In the market commentary, begin at the words "I sit silenced" and stop after "to this carnage.". Can you give that part again with "spectator" replaced by "observer"?

» Passage to read
· · · · · · ·

Thursday, October 9, 2008

Best of the Net - Thursday October 9, 2008

I sit silenced by the ruthlessness of the market like most of you I'm sure. It's one thing to expect stock prices to fall, another to watch the utter destruction of our capital markets day after day with no sign of abating. Quite often I don't know whether to laugh or cry. And now that I'm firmly sitting in cash, having taken all profits possible from my short positions, I'm hardly consoled by the knowledge that I am a lucky unemotional spectator to this carnage.

As the last days have unfolded I can't seem to shake the notion that what we are witnessing is a once in a century event in slow motion. An inherent characteristic of most of these major panics of the past has been that the market systems malfunction due to the increasing volumes. During the Crash of '29 the ticker didn't finish printing trades for hours after the market had closed. People had very little idea where their stocks were trading throughout the day. The South Sea Crash and Tulip Bubble were rife with examples of mass confusion and misinformation. Additionally, most of these panics were accompanied by market closures. We have been seeing these elsewhere in the world, like Russia and Iceland, to absolute disastrous consequences, but not yet in Europe or North America. What this usually causes is a psychological fear of "not being able to get out." So instead of the enormous declines of 15-20% in a day, we're getting the Chinese Water Torture of 4-7% declines daily. For that we should be belatedly grateful.

The biggest problem I have with the way things are unfolding involve the perpetually terrible advice being trumpeted for the last year by our major media outlets. All along they have been telling the average person that they should be buying for the long-term, even as the economic data were pointing toward far more troubling times. It was entirely predictable. But I suppose that is the nature of the psychological beast we call our capital markets. Chris Puplava had a good chart showcasing one analysts terrible calls over the last year. It is truly amazing. See it here.

Another thought I can't seem to shake is that the Chinese have been sitting quite patiently with their massive reserves, and I think the possibility of them doing something crazy have heightened since I wrote about it in early July. I moved a portion of my cash position to the Chinese Renminbi currency ETF (CYB) in anticipation of a revaluation scheme of some sort.

But I'm still very careful about trying to pick up bargains here. It has become quite apparent that this is a beast that cares not about historical extremes. For days now, I've had some of the best technical traders in the world showing me examples of "something that has never happened before." Oversold extremes that have not happened since the statistics started being compiled (usually the early 60's). I've always held that saying, "it's different this time" is one of the most dangerous statements an investor can make. The probabilities of any event being completely different from a fair number of previous data inputs is indeed small.

· · · · · · ·

» Record extracts
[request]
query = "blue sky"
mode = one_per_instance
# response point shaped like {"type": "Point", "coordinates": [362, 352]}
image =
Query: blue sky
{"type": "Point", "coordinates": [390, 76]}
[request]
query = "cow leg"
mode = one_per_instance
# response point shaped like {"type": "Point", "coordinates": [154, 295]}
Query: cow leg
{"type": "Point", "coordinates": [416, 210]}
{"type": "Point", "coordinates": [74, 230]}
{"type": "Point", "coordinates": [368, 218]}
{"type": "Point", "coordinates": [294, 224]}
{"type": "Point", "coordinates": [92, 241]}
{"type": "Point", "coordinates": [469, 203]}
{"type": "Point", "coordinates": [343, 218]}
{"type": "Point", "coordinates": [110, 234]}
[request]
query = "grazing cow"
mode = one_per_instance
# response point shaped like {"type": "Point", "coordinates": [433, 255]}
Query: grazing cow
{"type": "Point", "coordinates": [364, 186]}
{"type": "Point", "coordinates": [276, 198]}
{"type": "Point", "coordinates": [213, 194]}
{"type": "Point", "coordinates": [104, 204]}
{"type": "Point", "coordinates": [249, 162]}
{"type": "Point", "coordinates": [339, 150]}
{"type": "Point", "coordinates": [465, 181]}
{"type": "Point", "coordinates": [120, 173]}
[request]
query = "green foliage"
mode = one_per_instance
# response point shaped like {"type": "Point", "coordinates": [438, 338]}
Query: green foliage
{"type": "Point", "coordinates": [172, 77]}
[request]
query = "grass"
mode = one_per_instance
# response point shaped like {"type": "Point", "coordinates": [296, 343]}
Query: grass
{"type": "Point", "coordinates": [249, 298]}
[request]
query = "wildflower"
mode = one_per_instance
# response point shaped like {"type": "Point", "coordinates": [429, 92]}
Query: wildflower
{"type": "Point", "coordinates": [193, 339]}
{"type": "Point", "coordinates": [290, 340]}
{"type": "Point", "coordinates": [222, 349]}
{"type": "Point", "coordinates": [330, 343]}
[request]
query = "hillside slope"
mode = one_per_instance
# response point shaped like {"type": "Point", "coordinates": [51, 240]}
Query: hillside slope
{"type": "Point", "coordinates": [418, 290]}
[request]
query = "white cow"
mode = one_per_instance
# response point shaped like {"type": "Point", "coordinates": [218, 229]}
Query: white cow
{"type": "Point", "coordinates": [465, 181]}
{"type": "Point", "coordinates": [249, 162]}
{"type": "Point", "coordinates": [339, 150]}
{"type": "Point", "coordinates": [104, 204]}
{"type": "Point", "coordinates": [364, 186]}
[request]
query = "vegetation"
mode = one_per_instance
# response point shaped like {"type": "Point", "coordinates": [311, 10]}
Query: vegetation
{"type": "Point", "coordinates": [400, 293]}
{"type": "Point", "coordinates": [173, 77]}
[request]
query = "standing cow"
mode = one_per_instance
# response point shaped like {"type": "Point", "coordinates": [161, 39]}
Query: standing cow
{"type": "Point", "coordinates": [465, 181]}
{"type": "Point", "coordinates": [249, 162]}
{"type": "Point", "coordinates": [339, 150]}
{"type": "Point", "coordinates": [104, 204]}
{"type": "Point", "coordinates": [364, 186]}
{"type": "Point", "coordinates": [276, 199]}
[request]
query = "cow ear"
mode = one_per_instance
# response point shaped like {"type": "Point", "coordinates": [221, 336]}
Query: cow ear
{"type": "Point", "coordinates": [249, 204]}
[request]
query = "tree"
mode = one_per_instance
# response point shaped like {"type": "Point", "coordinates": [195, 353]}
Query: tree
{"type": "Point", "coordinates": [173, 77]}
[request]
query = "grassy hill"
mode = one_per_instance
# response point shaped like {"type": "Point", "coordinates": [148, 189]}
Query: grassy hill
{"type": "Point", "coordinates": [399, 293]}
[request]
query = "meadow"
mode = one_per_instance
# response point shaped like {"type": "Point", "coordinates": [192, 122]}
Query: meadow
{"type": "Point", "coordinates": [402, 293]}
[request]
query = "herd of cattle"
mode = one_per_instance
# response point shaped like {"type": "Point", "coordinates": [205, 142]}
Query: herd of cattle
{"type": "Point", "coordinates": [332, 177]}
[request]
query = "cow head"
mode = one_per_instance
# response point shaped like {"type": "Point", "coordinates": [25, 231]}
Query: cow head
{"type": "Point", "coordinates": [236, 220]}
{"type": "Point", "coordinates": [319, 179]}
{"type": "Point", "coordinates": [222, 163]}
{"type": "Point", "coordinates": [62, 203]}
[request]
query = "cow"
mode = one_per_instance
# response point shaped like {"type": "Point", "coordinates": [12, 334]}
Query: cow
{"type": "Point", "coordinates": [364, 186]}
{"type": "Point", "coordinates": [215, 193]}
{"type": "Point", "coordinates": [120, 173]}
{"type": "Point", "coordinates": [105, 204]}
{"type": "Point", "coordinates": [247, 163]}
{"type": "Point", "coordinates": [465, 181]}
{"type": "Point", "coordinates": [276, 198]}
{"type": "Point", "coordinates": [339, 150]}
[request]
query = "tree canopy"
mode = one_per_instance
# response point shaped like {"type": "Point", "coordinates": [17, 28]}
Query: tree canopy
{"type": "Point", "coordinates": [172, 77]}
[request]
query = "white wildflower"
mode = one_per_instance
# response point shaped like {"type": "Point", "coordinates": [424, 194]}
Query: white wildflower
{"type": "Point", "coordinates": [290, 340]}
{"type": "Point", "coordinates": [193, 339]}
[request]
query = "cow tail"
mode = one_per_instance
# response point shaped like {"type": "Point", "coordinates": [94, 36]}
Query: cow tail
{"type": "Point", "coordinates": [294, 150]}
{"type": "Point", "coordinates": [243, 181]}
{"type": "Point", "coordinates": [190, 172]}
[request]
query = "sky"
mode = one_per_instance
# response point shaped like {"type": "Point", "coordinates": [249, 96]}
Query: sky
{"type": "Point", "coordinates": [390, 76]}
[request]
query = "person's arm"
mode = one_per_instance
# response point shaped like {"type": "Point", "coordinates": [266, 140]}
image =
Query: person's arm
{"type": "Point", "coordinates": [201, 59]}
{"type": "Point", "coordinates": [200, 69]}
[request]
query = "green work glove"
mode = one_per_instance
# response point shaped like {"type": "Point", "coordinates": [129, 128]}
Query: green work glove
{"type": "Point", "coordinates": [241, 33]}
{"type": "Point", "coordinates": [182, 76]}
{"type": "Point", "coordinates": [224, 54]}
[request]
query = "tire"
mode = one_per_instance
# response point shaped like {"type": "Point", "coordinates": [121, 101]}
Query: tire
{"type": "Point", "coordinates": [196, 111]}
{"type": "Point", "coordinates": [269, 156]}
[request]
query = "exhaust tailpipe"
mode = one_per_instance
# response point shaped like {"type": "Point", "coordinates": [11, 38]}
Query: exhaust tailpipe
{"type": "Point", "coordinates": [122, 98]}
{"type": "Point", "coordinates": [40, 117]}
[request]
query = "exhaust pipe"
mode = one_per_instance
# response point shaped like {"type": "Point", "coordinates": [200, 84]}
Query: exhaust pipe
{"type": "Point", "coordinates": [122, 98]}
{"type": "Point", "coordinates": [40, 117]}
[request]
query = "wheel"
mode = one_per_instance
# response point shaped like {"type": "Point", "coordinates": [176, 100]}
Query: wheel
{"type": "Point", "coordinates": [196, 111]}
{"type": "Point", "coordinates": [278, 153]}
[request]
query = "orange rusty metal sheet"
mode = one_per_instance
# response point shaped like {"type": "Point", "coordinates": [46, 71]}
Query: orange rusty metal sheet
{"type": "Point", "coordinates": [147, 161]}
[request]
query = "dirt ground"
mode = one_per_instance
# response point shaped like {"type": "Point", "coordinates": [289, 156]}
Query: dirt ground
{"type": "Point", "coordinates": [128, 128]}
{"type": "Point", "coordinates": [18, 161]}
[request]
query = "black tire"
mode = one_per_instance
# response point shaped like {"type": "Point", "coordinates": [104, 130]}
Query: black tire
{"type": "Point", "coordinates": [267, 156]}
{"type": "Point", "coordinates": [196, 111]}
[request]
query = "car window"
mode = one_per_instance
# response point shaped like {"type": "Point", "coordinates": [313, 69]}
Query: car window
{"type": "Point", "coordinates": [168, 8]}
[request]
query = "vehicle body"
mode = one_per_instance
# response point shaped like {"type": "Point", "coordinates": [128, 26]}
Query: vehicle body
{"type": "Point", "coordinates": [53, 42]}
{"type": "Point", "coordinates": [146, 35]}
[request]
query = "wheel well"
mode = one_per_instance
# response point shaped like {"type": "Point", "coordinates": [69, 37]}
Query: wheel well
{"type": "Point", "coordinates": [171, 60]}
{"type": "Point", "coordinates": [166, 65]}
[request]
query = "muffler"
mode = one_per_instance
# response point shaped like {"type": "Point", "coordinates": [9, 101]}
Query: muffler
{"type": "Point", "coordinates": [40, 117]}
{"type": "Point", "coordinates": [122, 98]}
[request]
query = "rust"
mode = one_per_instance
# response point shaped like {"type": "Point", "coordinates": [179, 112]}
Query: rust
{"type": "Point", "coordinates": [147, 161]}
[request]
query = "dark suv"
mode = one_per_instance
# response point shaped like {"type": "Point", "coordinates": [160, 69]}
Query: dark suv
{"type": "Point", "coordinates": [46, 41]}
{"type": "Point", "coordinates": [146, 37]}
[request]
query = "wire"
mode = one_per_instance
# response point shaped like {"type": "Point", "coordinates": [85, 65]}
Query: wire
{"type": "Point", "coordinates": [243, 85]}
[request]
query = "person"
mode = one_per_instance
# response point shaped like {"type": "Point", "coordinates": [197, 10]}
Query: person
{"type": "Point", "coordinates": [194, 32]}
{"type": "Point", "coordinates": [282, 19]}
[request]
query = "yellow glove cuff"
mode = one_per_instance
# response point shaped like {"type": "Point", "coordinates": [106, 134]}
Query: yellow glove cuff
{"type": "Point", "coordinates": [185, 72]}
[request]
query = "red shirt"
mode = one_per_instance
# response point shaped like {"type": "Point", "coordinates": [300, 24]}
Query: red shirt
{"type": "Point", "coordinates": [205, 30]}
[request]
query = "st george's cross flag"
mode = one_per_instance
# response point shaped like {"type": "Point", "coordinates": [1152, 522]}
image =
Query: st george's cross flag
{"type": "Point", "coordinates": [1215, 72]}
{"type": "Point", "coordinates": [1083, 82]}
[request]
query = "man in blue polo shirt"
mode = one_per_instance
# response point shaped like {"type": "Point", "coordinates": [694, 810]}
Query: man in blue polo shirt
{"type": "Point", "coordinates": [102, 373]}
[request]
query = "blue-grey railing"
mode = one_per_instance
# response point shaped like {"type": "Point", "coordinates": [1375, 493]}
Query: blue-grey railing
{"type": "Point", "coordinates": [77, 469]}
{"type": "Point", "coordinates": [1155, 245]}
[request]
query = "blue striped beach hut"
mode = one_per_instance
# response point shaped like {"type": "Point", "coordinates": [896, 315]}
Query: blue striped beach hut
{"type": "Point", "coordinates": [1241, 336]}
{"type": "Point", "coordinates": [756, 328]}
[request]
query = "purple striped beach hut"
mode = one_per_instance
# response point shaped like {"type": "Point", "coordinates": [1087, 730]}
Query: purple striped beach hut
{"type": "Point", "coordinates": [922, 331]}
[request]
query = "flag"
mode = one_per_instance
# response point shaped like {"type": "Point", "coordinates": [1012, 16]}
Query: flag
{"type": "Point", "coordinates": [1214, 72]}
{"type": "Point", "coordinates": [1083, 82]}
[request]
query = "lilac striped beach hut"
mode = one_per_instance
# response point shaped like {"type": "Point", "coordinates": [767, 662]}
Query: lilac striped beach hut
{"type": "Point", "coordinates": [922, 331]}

· · · · · · ·

» Answer
I sit silenced by the ruthlessness of the market like most of you I'm sure. It's one thing to expect stock prices to fall, another to watch the utter destruction of our capital markets day after day with no sign of abating. Quite often I don't know whether to laugh or cry. And now that I'm firmly sitting in cash, having taken all profits possible from my short positions, I'm hardly consoled by the knowledge that I am a lucky unemotional observer to this carnage.